Uji Pemahaman -
A – Ringkaslah teks tentang keamanan daging tupai dalam dua kalimat.
B – Tolong lanjutkan teks tentang keamanan daging tupai mulai dari bagian terakhirnya.

Apakah Daging Tupai Aman Dikonsumsi Manusia?

Di beberapa wilayah, mengonsumsi hewan liar jadi praktik yang cukup lumrah. Ada beberapa hewan liar yang cukup umum dikonsumsi, salah satunya tupai. Namun, pertanyaan yang sering muncul, apakah tupai benar-benar aman dimakan manusia?
Dalam bahasa Inggris, tupai disebut treeshrew, termasuk dalam ordo Scandentia dan famili Tupaiidae atau Ptilocercidae. Meski tupai hidup di alam liar dan sering terlihat di sekitar pemukiman, ada berbagai faktor yang perlu dipertimbangkan sebelum memasukkan tupai ke dalam menu makanan. Mari, kita bahas lebih lanjut mengenai keamanan konsumsi daging tupai dan apa saja yang perlu diperhatikan sebelum mencoba memakan mereka.
1. Penularan penyakit

Tupai diketahui rentan terhadap banyak virus, termasuk hepatitis B dan C. Mamalia kecil ini dapat terinfeksi hampir semua virus hepatitis dan menunjukkan gejala yang serupa dengan manusia, seperti peradangan hati. Infeksi hepatitis pada tupai bisa berkembang menjadi kondisi kronis yang serius, termasuk karsinoma hepatoseluler, yang merupakan salah satu jenis kanker hati paling umum di seluruh dunia.
Keberadaan virus hepatitis pada tupai menimbulkan kekhawatiran terkait potensi penularan zoonosis, yaitu penyakit yang dapat ditularkan dari hewan ke manusia. Zoonosis bisa terjadi melalui kontak langsung atau konsumsi daging yang terinfeksi. Jika daging tupai tidak dimasak dengan benar, risiko penularan virus tersebut menjadi lebih tinggi.
2. Risiko kontaminasi
Daging hewan buruan liar, termasuk tupai, sering kali tidak menjalani kontrol keamanan yang ketat seperti halnya hewan ternak. Tidak adanya pengawasan ini meningkatkan risiko kontaminasi patogen yang dapat menyebabkan penyakit bawaan makanan. Patogen seperti bakteri atau virus lebih mudah menyebar pada daging yang tidak diolah dengan standar yang sesuai.
Penanganan yang kurang higienis selama pemotongan, penyimpanan, atau persiapan juga menjadi faktor yang memperbesar risiko penyakit bagi konsumen. Salah satu risiko utama ialah infeksi gastrointestinal yang bisa menyebabkan berbagai gejala, seperti diare, muntah, atau sakit perut. Dalam beberapa kasus, kontaminasi yang lebih parah dapat menyebabkan komplikasi kesehatan serius, seperti infeksi sistemis yang membutuhkan perawatan medis segera.

Data Analisis -
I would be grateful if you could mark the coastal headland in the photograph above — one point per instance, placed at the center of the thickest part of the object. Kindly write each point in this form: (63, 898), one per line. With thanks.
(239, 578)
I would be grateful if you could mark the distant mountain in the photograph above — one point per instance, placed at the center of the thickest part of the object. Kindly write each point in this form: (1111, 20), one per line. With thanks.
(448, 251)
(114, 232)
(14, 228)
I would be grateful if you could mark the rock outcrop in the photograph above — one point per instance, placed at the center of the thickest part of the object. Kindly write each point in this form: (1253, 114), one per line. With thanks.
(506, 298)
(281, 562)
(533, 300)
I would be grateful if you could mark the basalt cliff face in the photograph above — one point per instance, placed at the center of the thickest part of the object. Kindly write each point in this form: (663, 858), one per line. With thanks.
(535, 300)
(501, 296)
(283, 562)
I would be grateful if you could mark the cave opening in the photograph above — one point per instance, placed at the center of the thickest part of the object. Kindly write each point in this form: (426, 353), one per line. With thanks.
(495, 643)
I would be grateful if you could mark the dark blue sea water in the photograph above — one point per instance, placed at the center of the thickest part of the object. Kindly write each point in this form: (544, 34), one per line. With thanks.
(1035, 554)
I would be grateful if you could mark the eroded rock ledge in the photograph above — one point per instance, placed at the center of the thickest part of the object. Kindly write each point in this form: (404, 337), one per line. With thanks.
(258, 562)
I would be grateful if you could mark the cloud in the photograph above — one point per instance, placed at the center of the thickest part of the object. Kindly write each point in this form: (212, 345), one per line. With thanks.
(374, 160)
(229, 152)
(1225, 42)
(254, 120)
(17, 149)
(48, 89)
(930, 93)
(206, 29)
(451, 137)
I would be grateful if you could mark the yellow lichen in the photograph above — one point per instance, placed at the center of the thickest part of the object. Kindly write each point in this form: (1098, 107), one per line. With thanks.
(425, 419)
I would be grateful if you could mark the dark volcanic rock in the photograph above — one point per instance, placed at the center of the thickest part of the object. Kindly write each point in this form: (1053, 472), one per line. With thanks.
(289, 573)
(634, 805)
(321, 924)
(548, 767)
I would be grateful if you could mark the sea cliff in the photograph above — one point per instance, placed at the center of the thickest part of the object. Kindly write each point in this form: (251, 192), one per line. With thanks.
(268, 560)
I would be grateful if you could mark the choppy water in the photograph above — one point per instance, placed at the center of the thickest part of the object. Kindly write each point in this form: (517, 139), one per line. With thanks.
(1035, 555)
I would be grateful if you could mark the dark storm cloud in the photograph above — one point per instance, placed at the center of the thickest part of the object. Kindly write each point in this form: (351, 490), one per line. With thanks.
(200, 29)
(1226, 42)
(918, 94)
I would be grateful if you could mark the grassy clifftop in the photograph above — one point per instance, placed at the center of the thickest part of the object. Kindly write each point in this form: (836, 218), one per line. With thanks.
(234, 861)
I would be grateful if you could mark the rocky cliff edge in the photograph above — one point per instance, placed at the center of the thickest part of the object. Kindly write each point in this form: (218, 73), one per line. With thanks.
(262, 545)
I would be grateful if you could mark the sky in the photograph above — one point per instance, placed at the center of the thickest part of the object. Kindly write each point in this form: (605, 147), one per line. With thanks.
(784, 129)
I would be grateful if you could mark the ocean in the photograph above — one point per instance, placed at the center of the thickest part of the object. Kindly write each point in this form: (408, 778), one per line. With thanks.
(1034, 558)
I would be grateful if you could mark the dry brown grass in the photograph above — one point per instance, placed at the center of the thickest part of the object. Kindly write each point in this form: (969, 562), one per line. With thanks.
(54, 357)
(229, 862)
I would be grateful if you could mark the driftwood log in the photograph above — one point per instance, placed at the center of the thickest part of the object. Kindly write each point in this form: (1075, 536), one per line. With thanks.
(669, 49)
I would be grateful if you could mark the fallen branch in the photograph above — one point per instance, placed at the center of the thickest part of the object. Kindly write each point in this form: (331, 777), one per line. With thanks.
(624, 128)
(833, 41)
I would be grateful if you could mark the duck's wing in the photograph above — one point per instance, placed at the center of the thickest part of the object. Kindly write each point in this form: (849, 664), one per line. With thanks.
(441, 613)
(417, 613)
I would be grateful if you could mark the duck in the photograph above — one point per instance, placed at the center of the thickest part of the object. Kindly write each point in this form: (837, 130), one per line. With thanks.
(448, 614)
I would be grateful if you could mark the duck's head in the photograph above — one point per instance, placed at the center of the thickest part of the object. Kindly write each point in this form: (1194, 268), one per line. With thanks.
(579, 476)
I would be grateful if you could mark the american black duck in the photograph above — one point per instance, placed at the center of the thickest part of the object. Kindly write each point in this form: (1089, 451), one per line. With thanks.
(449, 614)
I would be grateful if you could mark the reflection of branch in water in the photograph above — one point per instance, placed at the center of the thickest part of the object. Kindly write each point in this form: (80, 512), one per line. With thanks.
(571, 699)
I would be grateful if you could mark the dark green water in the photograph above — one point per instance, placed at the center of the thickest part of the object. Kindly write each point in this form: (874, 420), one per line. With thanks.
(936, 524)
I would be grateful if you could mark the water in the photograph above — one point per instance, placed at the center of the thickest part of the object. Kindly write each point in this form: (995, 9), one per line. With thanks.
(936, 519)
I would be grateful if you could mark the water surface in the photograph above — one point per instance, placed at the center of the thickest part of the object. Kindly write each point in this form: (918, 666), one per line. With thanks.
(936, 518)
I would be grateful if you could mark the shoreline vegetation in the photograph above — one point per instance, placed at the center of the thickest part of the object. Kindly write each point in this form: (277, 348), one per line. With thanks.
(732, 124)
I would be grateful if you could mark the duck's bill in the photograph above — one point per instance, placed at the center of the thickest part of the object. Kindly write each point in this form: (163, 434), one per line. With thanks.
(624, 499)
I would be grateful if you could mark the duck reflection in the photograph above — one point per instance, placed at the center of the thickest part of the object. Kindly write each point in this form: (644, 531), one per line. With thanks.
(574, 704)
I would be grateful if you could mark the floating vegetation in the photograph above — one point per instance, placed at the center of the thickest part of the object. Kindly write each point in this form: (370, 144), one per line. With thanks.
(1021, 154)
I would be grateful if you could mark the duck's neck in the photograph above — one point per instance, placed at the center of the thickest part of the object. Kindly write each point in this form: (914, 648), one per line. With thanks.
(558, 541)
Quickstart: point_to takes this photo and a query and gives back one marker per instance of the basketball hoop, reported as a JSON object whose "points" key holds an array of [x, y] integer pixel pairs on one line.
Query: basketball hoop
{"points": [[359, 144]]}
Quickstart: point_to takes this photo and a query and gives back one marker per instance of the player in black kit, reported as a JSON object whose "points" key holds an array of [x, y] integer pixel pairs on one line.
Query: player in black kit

Jawaban Berurutan -
A – Tupai rentan terhadap banyak virus, termasuk hepatitis B dan C, sehingga konsumsi dagingnya yang terinfeksi dan tidak dimasak dengan benar berisiko menularkan penyakit zoonosis ke manusia. Selain itu, sebagai hewan buruan liar, daging tupai tidak menjalani kontrol keamanan yang ketat, sehingga risiko kontaminasi patogen dan penyakit bawaan makanan seperti infeksi gastrointestinal meningkat.

B –
3. Implikasi kesehatan

Selain infeksi virus, tupai terbukti rentan mengembangkan penyakit hati dan kondisi lain ketika terpapar racun tertentu. Paparan aflatoksin B1, contohnya, yang telah terbukti dapat menyebabkan kanker hati pada tupai. Aflatoksin B1 adalah racun yang dihasilkan oleh jenis jamur tertentu dan sering ditemukan pada tanaman yang tercemar.
Saat tupai terpapar zat ini, racun tersebut dapat mengendap dalam tubuh mereka. INi menyebabkan kerusakan hati yang serius, bahkan berkembang menjadi karsinoma hepatoseluler. Ini menggambarkan bahwa hewan liar seperti tupai bisa menjadi inang bagi racun lingkungan yang berbahaya. Kondisi ini menyoroti potensi bahaya bagi manusia yang mengonsumsi daging tupai dan hewan liar lainnya. Tanpa pengetahuan yang jelas tentang sumber makanan atau lingkungan hewan tersebut, manusia mungkin secara tidak sengaja memasukkan zat berbahaya ke dalam makanan mereka.
Mengingat risiko kesehatan yang besar terkait dengan konsumsi daging tupai, sangat disarankan untuk menghindari konsumsi jenis satwa liar ini. Sebaliknya, pilihlah daging yang diternakkan dan diawasi secara ketat untuk memastikan keamanan yang lebih baik dan risiko kesehatan yang lebih rendah.
Referensi
Kayesh, M. E. H., dkk. 2021. "Tree Shrew as an Emerging Small Animal Model for Human Viral Infection: A Recent Overview". Viruses, 13(8), 1641.
"Now That's a Party Animal". Science. Diakses pada Januari 2025.
Zhang, L., dkk. 2016. "Tree shrew (Tupaia belangeri chinensis), a novel non-obese animal model of non-alcoholic fatty liver disease". Biology Open, 5(10), 1545–1552.